* **Excerpted data**:
====

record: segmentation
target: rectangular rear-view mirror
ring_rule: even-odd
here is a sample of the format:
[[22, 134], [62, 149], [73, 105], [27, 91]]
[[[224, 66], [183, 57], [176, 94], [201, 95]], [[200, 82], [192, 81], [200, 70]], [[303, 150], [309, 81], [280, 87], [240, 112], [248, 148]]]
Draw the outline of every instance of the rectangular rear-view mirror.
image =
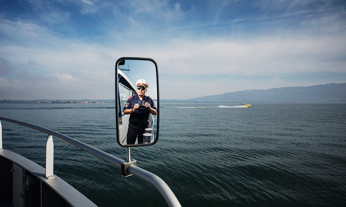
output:
[[121, 58], [115, 71], [118, 143], [124, 147], [155, 144], [160, 114], [157, 63], [150, 58]]

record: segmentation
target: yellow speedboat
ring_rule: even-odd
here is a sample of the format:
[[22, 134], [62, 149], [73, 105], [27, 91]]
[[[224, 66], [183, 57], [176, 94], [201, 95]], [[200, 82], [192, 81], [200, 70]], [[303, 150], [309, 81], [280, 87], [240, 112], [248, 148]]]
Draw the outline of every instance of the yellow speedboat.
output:
[[249, 106], [250, 106], [251, 105], [251, 104], [247, 104], [247, 105], [246, 105], [246, 104], [245, 104], [245, 103], [242, 103], [242, 106], [245, 106], [245, 107], [249, 107]]

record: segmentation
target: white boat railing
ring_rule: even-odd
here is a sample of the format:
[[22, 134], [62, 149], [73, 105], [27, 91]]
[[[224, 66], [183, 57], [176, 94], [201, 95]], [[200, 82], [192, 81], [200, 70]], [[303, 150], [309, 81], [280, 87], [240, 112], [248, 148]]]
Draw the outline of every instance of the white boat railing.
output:
[[[53, 130], [34, 124], [0, 117], [0, 120], [4, 121], [42, 131], [48, 135], [46, 147], [46, 177], [54, 177], [53, 170], [54, 144], [53, 137], [58, 138], [78, 148], [89, 152], [106, 162], [121, 168], [123, 160], [90, 145]], [[0, 150], [2, 150], [2, 128], [0, 121]], [[181, 207], [179, 201], [168, 185], [156, 175], [134, 165], [130, 165], [127, 170], [130, 174], [151, 184], [158, 190], [169, 206]]]

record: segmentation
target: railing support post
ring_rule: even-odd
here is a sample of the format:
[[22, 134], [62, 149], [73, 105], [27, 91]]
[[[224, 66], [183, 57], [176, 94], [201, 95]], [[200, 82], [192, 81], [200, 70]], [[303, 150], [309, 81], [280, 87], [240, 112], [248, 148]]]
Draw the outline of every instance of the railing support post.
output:
[[0, 121], [0, 151], [2, 149], [2, 127], [1, 125], [1, 121]]
[[46, 144], [46, 177], [52, 178], [54, 177], [53, 173], [54, 157], [54, 144], [53, 136], [48, 135]]

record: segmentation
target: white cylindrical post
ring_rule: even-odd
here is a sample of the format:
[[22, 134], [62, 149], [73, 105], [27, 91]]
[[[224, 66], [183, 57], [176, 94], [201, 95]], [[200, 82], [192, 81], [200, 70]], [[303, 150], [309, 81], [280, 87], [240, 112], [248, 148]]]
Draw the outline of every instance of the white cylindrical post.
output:
[[53, 136], [48, 135], [46, 144], [46, 177], [51, 178], [54, 177], [53, 166], [54, 157], [54, 144]]

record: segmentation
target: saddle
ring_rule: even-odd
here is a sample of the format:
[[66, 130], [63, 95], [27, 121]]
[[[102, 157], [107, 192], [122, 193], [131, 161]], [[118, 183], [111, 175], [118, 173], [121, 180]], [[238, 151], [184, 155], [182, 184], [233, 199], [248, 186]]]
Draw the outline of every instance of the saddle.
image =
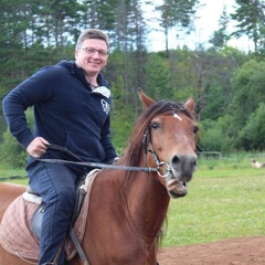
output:
[[[72, 229], [65, 242], [67, 259], [73, 258], [77, 252], [80, 254], [76, 244], [73, 243], [73, 236], [77, 243], [83, 241], [89, 205], [89, 191], [98, 171], [98, 169], [91, 171], [76, 187], [77, 199], [72, 218]], [[17, 198], [8, 206], [1, 221], [1, 246], [9, 253], [24, 259], [39, 259], [39, 239], [44, 211], [45, 205], [41, 198], [38, 194], [32, 194], [30, 190]]]
[[[86, 191], [84, 190], [85, 179], [86, 179], [86, 176], [75, 187], [76, 200], [75, 200], [74, 212], [73, 212], [72, 220], [71, 220], [71, 225], [72, 226], [76, 222], [76, 220], [80, 215], [83, 202], [85, 200], [85, 195], [86, 195]], [[35, 193], [31, 188], [28, 188], [26, 192], [28, 192], [29, 195], [32, 195], [32, 198], [34, 198], [34, 200], [38, 200], [38, 198], [39, 198], [39, 200], [41, 202], [39, 208], [34, 212], [32, 220], [31, 220], [31, 231], [36, 236], [36, 239], [40, 240], [41, 223], [42, 223], [42, 218], [43, 218], [43, 213], [45, 212], [46, 205], [41, 200], [41, 195]]]

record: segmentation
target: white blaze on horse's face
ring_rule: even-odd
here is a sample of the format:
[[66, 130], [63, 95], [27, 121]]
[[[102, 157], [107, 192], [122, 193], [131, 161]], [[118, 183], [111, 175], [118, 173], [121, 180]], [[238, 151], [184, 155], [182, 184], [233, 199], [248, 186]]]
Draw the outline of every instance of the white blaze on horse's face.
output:
[[[172, 116], [171, 116], [172, 115]], [[160, 173], [167, 176], [159, 181], [172, 198], [187, 194], [184, 182], [191, 180], [197, 169], [197, 123], [183, 113], [161, 115], [151, 121], [153, 149], [163, 166]], [[170, 117], [171, 116], [171, 117]], [[170, 170], [167, 173], [167, 166]]]

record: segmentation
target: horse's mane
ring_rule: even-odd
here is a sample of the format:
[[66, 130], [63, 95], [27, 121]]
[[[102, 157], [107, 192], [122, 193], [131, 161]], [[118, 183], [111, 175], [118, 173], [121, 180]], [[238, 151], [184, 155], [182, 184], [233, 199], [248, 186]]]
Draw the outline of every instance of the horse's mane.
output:
[[158, 102], [145, 109], [136, 121], [136, 125], [131, 131], [129, 142], [124, 152], [121, 161], [125, 161], [126, 166], [138, 167], [144, 155], [142, 139], [150, 121], [158, 115], [166, 113], [183, 113], [189, 118], [194, 120], [194, 115], [190, 113], [183, 103], [173, 102]]

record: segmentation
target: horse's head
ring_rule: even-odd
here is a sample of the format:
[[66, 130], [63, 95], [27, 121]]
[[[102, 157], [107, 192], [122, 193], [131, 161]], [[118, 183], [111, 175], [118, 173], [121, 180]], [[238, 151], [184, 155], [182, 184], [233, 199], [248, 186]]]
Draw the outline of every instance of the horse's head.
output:
[[[144, 137], [148, 167], [158, 167], [153, 176], [167, 188], [172, 198], [187, 194], [186, 182], [197, 169], [195, 135], [199, 130], [193, 116], [194, 102], [186, 104], [156, 103], [139, 89], [149, 118]], [[142, 121], [140, 123], [144, 123]]]

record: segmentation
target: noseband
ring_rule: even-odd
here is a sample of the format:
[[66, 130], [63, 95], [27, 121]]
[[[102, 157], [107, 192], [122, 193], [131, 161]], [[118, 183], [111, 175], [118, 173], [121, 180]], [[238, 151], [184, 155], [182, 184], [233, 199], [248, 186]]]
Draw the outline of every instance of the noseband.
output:
[[[148, 144], [150, 144], [150, 149], [148, 149]], [[144, 135], [144, 138], [142, 138], [142, 147], [144, 147], [144, 155], [145, 155], [145, 160], [146, 160], [146, 167], [148, 167], [148, 163], [147, 163], [147, 152], [149, 151], [157, 165], [157, 173], [159, 177], [161, 178], [167, 178], [168, 174], [171, 172], [171, 168], [170, 166], [167, 163], [167, 162], [163, 162], [163, 161], [160, 161], [155, 149], [153, 149], [153, 145], [152, 145], [152, 140], [151, 140], [151, 126], [148, 125], [146, 131], [145, 131], [145, 135]], [[167, 167], [166, 169], [166, 173], [162, 174], [160, 173], [159, 169], [165, 166]]]

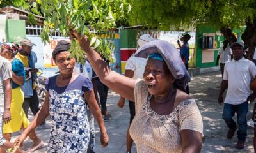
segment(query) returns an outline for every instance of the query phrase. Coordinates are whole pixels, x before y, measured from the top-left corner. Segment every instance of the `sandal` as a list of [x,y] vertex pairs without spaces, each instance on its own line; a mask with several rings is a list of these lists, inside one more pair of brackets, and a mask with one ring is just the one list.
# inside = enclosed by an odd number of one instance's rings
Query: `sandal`
[[44,142],[41,140],[40,143],[39,143],[36,146],[29,148],[26,151],[29,152],[33,152],[38,149],[40,147],[42,147],[43,145],[44,145]]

====

* **Task prompt**: Please retype the records from their start through the line containing "63], [150, 58]]", including both of those lines. Leave the pictures out of your answer.

* **Answer to the problem**:
record: segmentation
target: rectangular rear-view mirror
ring_rule: even-odd
here is a sample of the format:
[[22, 134], [62, 149], [73, 105], [27, 91]]
[[[224, 66], [183, 57], [176, 94], [201, 95]], [[200, 82], [192, 81], [200, 70]], [[303, 150], [309, 81], [280, 87], [240, 112], [248, 148]]]
Draw the outline of every instance of the rectangular rear-view mirror.
image =
output:
[[121, 58], [115, 71], [118, 143], [124, 147], [155, 144], [160, 114], [157, 63], [150, 58]]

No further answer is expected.